**Task**
Reproduce every entry word for word. Drop all pictures from the copy.

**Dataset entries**
────────────────────
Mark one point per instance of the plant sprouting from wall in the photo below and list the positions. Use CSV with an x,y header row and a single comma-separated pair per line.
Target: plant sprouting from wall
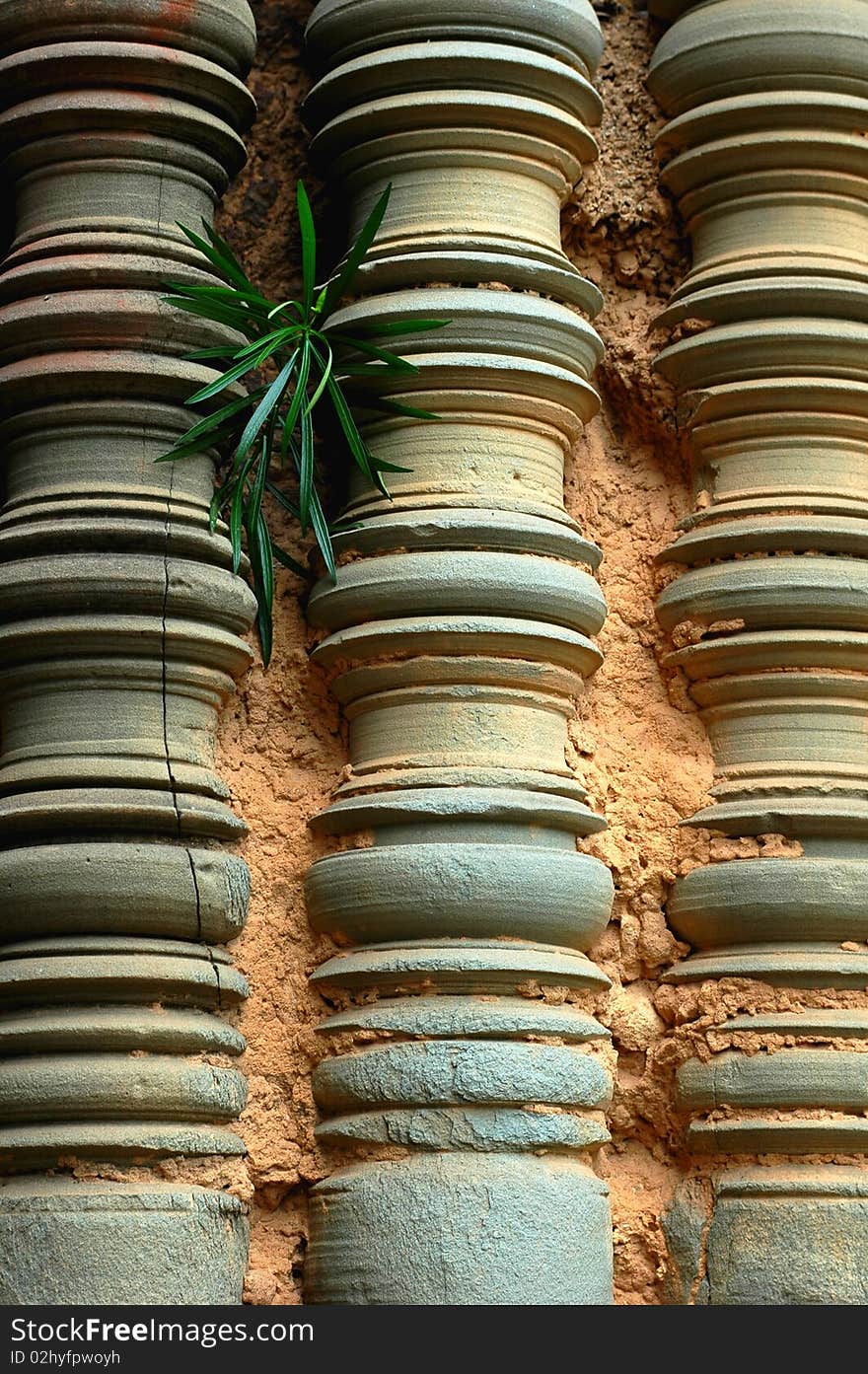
x,y
268,432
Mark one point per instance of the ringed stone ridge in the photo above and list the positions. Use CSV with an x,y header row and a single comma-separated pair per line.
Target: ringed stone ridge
x,y
461,1108
121,632
765,153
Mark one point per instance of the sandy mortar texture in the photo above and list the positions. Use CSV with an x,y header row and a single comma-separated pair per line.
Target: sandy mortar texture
x,y
637,742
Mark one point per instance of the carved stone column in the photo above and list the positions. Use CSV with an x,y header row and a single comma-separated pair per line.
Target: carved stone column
x,y
766,154
465,1098
119,635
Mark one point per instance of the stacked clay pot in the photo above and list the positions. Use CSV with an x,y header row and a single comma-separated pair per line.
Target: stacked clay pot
x,y
463,1101
765,153
121,631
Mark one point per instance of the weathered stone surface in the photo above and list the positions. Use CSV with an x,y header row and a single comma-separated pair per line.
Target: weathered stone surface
x,y
121,631
458,636
108,1244
765,151
461,1229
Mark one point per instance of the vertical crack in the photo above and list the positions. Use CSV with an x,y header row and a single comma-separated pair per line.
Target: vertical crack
x,y
163,656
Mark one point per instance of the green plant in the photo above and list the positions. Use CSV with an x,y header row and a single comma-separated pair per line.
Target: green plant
x,y
307,360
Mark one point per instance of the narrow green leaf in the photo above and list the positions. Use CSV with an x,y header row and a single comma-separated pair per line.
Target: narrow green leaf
x,y
275,338
323,382
347,268
282,497
234,319
286,305
219,384
269,401
398,364
200,353
305,471
237,513
298,396
262,566
356,444
233,266
385,402
217,418
321,530
287,561
381,328
308,248
249,301
198,446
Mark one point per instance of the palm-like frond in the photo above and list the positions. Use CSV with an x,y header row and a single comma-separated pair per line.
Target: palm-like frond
x,y
279,419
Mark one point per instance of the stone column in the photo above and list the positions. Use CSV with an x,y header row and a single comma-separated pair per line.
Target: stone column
x,y
119,633
765,153
465,1094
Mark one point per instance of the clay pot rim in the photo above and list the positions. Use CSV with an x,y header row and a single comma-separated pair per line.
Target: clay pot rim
x,y
220,29
488,63
567,28
171,72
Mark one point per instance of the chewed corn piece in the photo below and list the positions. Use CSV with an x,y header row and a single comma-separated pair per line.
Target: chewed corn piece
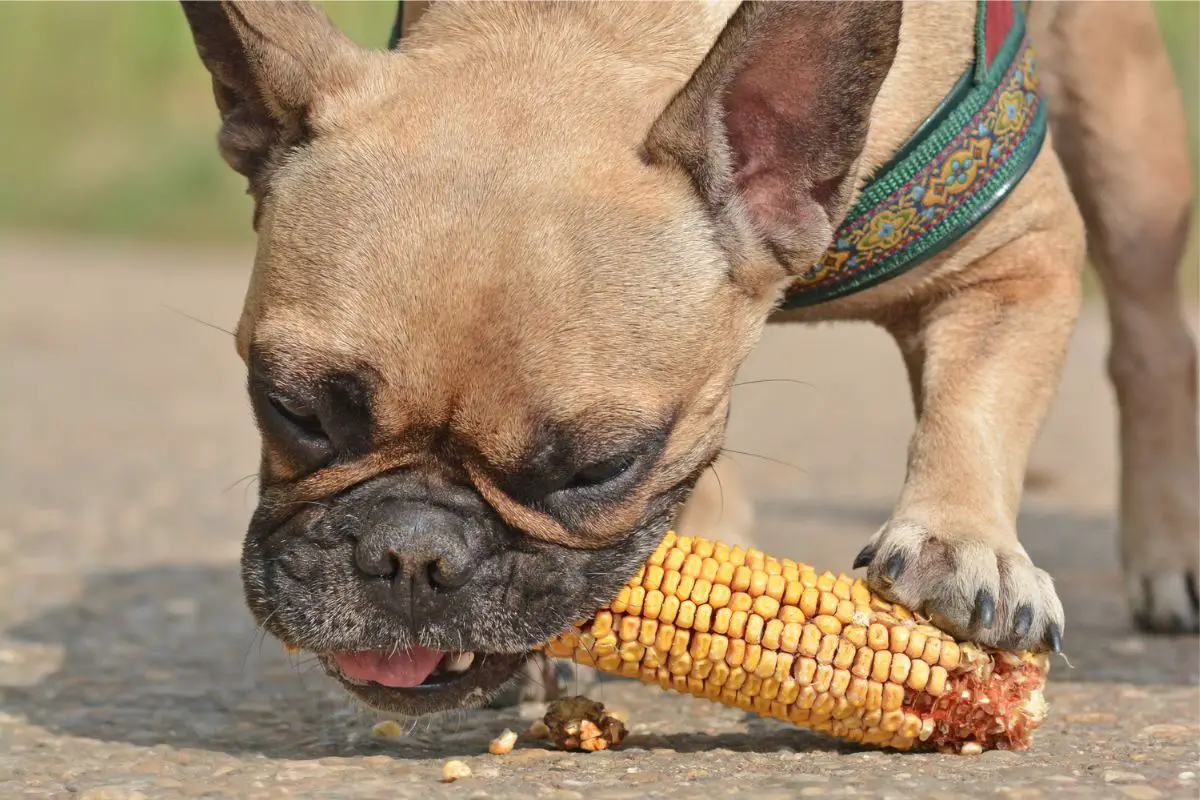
────────────────────
**Response box**
Mark one point per instance of the plant sprouting from wall in the photo below and list the positions. Use CSV with an x,y header row and a single comma-separated pair per line.
Target: plant sprouting from wall
x,y
268,432
Mark one point per instance of the ringed stone ridge in the photo above and list the positions. Use CSV with an x,y header row and a single comma-separated pair per line.
Target: ringed stone ridge
x,y
461,1108
121,632
765,153
Mark one point per instance of the sandy mortar texture in the photo above and list the positions. Use CSV with an x,y header row and a single comma-separated pair per line.
Target: sandy mortar texture
x,y
637,742
Mark one point per instance of the carved stone column in the photo above and list the positions. Use CSV with an x,y header row and a single comma-separated pair per line.
Target: carved stone column
x,y
766,154
465,1098
119,635
Mark one point per instance of the stacked clay pot in the photo above and list the positions. Use CSV with an x,y header row and a single comma-separated pair per line.
Target: stacked clay pot
x,y
463,1101
765,153
121,631
Mark one point per instance of the weathered stone surface in the photo above and list the positions. Use CSV with an x,y header row and a single comma-separated pair per line.
Target: weathered stone surface
x,y
121,631
458,636
108,1244
765,151
461,1229
Mark one point per instance of the vertical crack in the photo above and list the positions. Use CSV with an x,y header row and a single comma-separated pair per line.
Target: vertical crack
x,y
163,656
Mark one point per instance of the green plant in the photo above and list the positions. Use CSV with an x,y header row and a single comma-separated pair per line.
Target: green plant
x,y
307,360
Mark one point per instance of the narrow green leaf in the photo above and list the positions. Use CSV with an x,y header row and a single comma-separated pair per line.
Target: narrow green leaf
x,y
275,338
323,382
347,268
282,497
234,319
286,305
219,384
269,401
398,364
200,353
305,471
237,513
298,396
262,566
356,444
233,266
385,402
217,418
321,530
287,561
381,328
308,248
249,301
198,446
Mark one point per instance of the palm-like frond in the photo above and list the positions. Use CSV with an x,y header row and a single comma-separated pair per line.
Target: palm-like frond
x,y
279,419
Mark one point per instance of the stone column in the photo above and list the positions. Use CSV with an x,y header row and a single comma-separated pair per line.
Target: stone column
x,y
119,633
765,153
465,1094
Mark one point per instance of the clay pot rim in the photo above and list the positions. Use CSV with an x,y header row and a single comma-separated pair per line.
Target: clay pot rim
x,y
220,29
488,63
567,28
171,72
Mark one point per instance of the chewed corn piece in the photo below and list the positions. Use CSV with an x,y header row and a single comma-separated pair per line.
Target: chewed corn piece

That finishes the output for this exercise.